Aim: Quote the line containing "the white prayer" and all lines that follow it in the listing below, exactly as written.

- - -

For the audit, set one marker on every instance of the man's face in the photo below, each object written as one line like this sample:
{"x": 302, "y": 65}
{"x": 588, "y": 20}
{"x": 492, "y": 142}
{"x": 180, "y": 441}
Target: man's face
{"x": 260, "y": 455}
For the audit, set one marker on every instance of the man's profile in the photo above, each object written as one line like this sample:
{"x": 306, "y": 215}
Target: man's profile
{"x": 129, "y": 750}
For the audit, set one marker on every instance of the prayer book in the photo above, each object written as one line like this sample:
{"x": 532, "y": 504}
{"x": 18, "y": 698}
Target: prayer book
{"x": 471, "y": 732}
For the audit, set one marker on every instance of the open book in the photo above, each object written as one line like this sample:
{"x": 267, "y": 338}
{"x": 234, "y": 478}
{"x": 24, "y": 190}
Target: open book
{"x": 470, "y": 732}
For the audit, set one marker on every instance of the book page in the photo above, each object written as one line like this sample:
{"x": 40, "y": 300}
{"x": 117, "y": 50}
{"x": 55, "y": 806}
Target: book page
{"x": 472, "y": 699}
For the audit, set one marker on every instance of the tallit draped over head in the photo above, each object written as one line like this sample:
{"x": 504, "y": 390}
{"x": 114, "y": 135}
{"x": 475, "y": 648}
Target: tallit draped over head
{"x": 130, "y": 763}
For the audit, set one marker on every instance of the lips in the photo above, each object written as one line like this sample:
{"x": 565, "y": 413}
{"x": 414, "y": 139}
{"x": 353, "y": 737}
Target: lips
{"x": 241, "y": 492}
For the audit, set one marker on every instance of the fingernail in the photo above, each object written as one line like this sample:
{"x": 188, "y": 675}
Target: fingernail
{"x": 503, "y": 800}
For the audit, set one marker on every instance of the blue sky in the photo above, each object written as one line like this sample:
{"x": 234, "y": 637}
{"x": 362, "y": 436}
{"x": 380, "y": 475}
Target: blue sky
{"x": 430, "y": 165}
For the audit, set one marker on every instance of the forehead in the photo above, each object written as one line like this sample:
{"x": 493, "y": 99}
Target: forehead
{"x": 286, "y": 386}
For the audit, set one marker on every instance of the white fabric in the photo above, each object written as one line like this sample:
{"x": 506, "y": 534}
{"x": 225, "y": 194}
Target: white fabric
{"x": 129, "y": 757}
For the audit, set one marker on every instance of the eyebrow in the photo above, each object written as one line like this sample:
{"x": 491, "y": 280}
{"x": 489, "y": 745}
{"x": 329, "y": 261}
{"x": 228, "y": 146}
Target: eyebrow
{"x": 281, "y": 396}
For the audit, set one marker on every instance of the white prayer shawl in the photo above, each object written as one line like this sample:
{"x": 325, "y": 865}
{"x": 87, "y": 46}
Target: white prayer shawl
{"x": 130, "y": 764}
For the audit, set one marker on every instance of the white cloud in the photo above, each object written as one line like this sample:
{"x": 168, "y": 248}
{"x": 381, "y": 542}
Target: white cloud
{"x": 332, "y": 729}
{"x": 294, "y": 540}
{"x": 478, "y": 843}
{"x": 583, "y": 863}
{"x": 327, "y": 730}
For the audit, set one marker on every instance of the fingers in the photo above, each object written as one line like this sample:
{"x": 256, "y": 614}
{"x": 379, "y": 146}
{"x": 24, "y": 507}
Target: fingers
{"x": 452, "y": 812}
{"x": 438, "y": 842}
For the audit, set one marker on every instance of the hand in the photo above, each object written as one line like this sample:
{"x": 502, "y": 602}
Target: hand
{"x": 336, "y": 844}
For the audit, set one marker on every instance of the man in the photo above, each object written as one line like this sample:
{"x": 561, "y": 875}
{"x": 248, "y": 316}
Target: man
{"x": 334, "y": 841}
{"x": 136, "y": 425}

- - -

Expected answer:
For the audit, set one marker on every instance of the white prayer shawl in the photo above, each object written as one line like this sample:
{"x": 325, "y": 865}
{"x": 87, "y": 46}
Target: white prayer shawl
{"x": 130, "y": 764}
For the audit, set one marker on every instance of the white cloud in the photo above, each object written as one line like this sample:
{"x": 168, "y": 248}
{"x": 381, "y": 542}
Target: white cloud
{"x": 332, "y": 729}
{"x": 294, "y": 540}
{"x": 478, "y": 843}
{"x": 583, "y": 863}
{"x": 327, "y": 730}
For the audit, set one marker on every instance of the fingers in the photo above, each object written as one line like this sample:
{"x": 256, "y": 614}
{"x": 379, "y": 146}
{"x": 24, "y": 507}
Target: fingers
{"x": 452, "y": 812}
{"x": 438, "y": 842}
For the audit, set one marker on every instance of the hand in the photo above, each object written as one line like this sample:
{"x": 502, "y": 602}
Target: hand
{"x": 336, "y": 844}
For the audit, set one marker on every instance of the man in the photo above, each object written as one line like this sample:
{"x": 561, "y": 875}
{"x": 248, "y": 316}
Target: man
{"x": 334, "y": 841}
{"x": 136, "y": 425}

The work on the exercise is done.